Twitter scraper selenium

Python's package to scrape Twitter's front-end easily with selenium.

Table of Contents

Getting Started
- Prerequisites
- Installation
  - Installing from source
  - Installing with PyPI
Usage
- Available Functions in this package- Summary
- Scraping profile's details
Privacy
License

Prerequisites

Internet Connection

Python 3.6+

Chrome or Firefox browser installed on your machine

Installation

Installing from the source

Download the source code or clone it with:

git clone https://github.com/shaikhsajid1111/twitter-scraper-selenium

Open terminal inside the downloaded folder:

 python3 setup.py install

Installing with PyPI

pip3 install twitter-scraper-selenium

Usage

Available Function In this Package - Summary

Function Name	Function Description	Scraping Method	Scraping Speed
`scrape_profile()`	Scrape's Twitter user's profile tweets	Browser Automation	Slow
`scrape_keyword()`	Scrape's Twitter tweets using keyword provided.	Browser Automation	Slow
`scrape_topic()`	Scrape's Twitter tweets by URL. It expects the URL of the topic.	Browser Automation	Slow
`scrape_keyword_with_api()`	Scrape's Twitter tweets by query/keywords. For an advanced search, query can be built from here.	HTTP Request	Fast
`get_profile_details()`	Scrape's Twitter user details.	HTTP Request	Fast
`scrape_topic_with_api()`	Scrape's Twitter tweets by URL. It expects the URL of the topic	Browser Automation & HTTP Request	Fast
`scrape_profile_with_api()`	Scrape's Twitter tweets by twitter profile username. It expects the username of the profile	Browser Automation & HTTP Request	Fast

Note: HTTP Request Method sends the request to Twitter's API directly for scraping data, and Browser Automation visits that page, scroll while collecting the data.

To scrape twitter profile details:

from twitter_scraper_selenium import get_profile_details

twitter_username = "TwitterAPI"
filename = "twitter_api_data"
get_profile_details(twitter_username=twitter_username, filename=filename)

**TASKS FOR THIS EXERCISE**.
1. Name every function listed in the summary table of the Twitter scraper page.
2. Write out, word for word, the part of the Twitter scraper page that opens with the words containing "Note: HTTP Request" and closes with "collecting the data.".

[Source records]
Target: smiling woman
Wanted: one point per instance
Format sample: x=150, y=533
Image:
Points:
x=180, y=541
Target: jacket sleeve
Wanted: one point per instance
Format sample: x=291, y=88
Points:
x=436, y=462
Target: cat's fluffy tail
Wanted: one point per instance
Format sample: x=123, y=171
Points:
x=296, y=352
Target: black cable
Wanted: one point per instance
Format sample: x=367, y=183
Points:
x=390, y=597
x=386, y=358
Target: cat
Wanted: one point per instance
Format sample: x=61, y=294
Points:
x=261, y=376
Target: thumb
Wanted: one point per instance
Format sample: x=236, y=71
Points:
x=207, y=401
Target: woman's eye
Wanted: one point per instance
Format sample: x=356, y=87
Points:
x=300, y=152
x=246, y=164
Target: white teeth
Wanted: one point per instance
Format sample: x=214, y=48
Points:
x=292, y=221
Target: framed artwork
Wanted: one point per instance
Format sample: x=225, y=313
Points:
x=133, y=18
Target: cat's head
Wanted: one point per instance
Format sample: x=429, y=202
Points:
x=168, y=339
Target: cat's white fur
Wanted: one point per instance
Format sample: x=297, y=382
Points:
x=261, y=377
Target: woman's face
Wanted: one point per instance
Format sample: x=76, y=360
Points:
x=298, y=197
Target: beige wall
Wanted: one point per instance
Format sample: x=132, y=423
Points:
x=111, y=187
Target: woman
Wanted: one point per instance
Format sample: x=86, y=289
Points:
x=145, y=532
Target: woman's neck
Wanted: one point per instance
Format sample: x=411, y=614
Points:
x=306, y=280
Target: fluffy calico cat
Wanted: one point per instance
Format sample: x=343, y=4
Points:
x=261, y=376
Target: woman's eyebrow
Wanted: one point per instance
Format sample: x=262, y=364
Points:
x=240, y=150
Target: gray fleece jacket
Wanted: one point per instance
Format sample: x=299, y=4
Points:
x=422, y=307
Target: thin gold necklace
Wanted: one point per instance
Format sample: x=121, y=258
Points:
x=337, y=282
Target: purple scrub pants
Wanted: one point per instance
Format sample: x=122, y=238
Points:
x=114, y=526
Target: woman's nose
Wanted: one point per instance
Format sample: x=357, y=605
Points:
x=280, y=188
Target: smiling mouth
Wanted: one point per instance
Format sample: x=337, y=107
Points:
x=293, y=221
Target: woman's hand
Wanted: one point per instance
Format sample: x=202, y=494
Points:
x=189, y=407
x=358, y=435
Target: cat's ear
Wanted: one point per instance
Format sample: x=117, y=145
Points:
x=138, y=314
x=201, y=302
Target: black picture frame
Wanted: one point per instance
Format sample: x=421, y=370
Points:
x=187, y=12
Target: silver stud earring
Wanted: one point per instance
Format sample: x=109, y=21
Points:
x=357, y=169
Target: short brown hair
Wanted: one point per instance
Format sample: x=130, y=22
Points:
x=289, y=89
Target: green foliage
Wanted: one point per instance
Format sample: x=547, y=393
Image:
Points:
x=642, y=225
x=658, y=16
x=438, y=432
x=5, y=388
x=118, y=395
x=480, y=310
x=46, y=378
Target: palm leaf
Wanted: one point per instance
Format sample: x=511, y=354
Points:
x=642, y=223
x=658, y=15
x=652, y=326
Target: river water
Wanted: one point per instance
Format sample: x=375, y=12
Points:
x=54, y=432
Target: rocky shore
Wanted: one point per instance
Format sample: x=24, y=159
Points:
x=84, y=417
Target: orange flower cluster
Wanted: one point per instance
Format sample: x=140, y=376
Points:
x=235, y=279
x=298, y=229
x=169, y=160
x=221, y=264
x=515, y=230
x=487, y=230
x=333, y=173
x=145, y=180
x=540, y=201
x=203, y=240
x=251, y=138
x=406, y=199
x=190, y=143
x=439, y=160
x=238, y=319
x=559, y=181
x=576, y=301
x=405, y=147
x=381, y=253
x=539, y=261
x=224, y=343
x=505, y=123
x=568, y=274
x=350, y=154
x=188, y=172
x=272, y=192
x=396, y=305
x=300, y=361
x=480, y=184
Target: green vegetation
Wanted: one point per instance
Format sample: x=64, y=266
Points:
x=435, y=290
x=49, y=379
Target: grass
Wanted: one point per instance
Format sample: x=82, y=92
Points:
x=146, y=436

**IN RESPONSE**.
1.
- scrape_profile()
- scrape_keyword()
- scrape_topic()
- scrape_keyword_with_api()
- get_profile_details()
- scrape_topic_with_api()
- scrape_profile_with_api()

2.
Note: HTTP Request Method sends the request to Twitter's API directly for scraping data, and Browser Automation visits that page, scroll while collecting the data.